--- Ausgewählter Auszug ---

Das ist halt immer so eine Sache mit Bands, um die ein gewisser Hype gemacht wird oder entsteht. In der Regel spricht man da von eher jungen Bands, die meist ein sackstarkes Debüt-Album am Start haben. Danach folgt die Phase der Bestätigung und / oder Zementierung des Rufes, bis dann das berühmtberüchtigte „make it or break it“-Album nicht immer, aber oft über Gedeih oder Verderben der Karriere entscheidet. Dirty Thrills, erst Ende 2012 aus der Taufe gehoben, geben auf der offiziellen Homepage zu Protokoll, dass sie Ambitionen und das Ziel vor Augen haben, die Rock-Szene mit Drive wieder zurück zu dessen glorreichen Zeiten zu führen. Als Vergleich werden dabei Queens Of The Stone Age, Black Keys und Rival Sons genannt. Dazu kommen Vibes von Led Zeppelin Ikone Robert Plant, die man Frontmann Louis James zuschreibt. Letzteres hat tatsächlich was und auch die Musik trägt einiges davon in sich, einfach moderner arrangiert. Des Weiteren gebärdeten sich vor allem Jack Fawdry (g) und Aaron Plows (b) von der ersten Sekunde an wie von der Tarantel gestochen. Trotz der ganzen Energie, die mit vollem Einsatz versprüht wurde, sprang der Funke nicht nur bei mir nicht wirklich über. Da nützte es auch nichts, dass sich Sänger Louis jeweils ziemlich in die Riemen legte und sich so manchmal gar auf der Linie von Justin Hawkins (The Darkness) befand. Das war dann auch der Punkt, wo die Mucke von Dirty Thrills definitiv kippte und aufgrund von fehlenden Hooks schlicht und einfach langweilig wurde. Die Performance als Solche war allerdings schon erste Sahne, doch sie berührte mich und offenbar auch viele der Z7-Besucher nicht. Der eher verhaltene Applaus war dessen Ausdruck genug. Ich könnte mir jedoch vorstellen, dass Dirty Thrills eine weitaus bessere Festival-, denn eine Hallen-Band abgeben würden. Wie auch immer…, heute Abend wurde man während gut 40 Minuten sicherlich gut unterhalten, aber das Gelbe vom Ei wars definitiv nicht…, Hype hin oder her!

--- Vorliegende Daten ---

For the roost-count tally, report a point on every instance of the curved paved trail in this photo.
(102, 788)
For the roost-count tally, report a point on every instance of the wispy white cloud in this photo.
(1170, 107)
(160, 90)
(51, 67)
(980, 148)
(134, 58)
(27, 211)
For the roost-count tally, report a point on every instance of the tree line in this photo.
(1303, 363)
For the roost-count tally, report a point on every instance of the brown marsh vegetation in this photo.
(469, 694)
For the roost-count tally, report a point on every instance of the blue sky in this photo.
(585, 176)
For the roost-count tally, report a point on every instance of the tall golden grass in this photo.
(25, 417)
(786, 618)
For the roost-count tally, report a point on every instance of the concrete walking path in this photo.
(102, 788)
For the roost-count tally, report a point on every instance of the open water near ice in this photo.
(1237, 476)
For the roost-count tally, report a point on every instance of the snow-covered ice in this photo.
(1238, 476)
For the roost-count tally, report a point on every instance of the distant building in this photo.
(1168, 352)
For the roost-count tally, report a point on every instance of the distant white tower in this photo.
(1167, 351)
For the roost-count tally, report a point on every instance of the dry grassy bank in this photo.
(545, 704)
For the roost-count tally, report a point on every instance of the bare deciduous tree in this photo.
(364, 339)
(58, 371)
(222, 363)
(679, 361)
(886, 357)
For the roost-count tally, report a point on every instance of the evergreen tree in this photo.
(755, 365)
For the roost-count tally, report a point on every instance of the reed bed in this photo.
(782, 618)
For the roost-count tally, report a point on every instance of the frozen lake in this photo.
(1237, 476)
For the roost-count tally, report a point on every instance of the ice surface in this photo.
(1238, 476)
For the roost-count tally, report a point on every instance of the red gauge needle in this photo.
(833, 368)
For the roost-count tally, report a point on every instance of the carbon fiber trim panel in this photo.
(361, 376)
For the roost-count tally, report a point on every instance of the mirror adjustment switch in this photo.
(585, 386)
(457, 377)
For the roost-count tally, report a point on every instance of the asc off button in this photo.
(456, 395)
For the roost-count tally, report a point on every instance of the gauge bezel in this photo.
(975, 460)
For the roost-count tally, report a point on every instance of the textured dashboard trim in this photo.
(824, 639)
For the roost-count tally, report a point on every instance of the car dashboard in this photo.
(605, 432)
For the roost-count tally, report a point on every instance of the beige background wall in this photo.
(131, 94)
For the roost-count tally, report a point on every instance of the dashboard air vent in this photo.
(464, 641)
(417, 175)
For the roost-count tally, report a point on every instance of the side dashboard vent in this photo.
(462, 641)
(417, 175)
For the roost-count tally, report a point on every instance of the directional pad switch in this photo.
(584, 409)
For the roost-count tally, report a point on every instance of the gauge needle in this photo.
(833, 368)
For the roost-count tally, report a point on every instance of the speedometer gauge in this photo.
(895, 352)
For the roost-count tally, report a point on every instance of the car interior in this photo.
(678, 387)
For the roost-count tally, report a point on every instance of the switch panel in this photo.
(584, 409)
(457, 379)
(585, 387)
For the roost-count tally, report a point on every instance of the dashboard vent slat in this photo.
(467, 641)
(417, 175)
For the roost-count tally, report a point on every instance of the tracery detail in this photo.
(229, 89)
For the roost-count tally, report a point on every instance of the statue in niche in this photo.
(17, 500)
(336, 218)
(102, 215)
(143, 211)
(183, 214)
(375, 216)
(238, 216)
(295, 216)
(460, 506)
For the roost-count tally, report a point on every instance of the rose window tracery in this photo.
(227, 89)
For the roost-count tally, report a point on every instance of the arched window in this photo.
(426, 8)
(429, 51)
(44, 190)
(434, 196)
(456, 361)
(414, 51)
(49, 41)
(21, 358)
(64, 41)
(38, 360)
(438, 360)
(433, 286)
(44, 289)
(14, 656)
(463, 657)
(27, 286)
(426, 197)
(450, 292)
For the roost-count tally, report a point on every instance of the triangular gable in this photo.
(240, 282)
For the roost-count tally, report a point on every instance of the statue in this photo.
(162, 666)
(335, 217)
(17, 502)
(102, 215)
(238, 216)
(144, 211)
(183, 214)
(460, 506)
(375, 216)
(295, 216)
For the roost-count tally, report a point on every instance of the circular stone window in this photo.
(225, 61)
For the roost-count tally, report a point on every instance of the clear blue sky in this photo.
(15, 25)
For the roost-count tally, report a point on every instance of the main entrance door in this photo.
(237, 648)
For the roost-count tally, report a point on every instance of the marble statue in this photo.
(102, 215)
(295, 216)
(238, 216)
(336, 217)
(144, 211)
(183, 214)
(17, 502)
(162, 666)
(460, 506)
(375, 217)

---

**Aufgaben**
(a) Fasse die Konzertkritik in zwei Sätzen zusammen.
(b) Benenne in den Zeilen der Daten von der Zeile mit „stone window in this photo.“ bis zur letzten Zeile, beide eingeschlossen, „roost-count tally“ in „bird census“ um. Gib nur diese Zeilen aus und lass alles andere unverändert.

**Lösungen**
(a) Dirty Thrills, Ende 2012 gegründet, wollen nach eigener Aussage die Rock-Szene zu ihren glorreichen Zeiten zurückführen und boten im Z7 rund 40 Minuten lang eine energiegeladene, als erstklassig gelobte Performance. Wegen fehlender Hooks wurde die Musik jedoch langweilig, der Funke sprang nicht über, und der Applaus fiel eher verhalten aus.

(b)
For the bird census, report a point on every instance of the circular stone window in this photo.
(225, 61)
For the bird census, report a point on every instance of the clear blue sky in this photo.
(15, 25)
For the bird census, report a point on every instance of the main entrance door in this photo.
(237, 648)
For the bird census, report a point on every instance of the marble statue in this photo.
(102, 215)
(295, 216)
(238, 216)
(336, 217)
(144, 211)
(183, 214)
(17, 502)
(162, 666)
(460, 506)
(375, 217)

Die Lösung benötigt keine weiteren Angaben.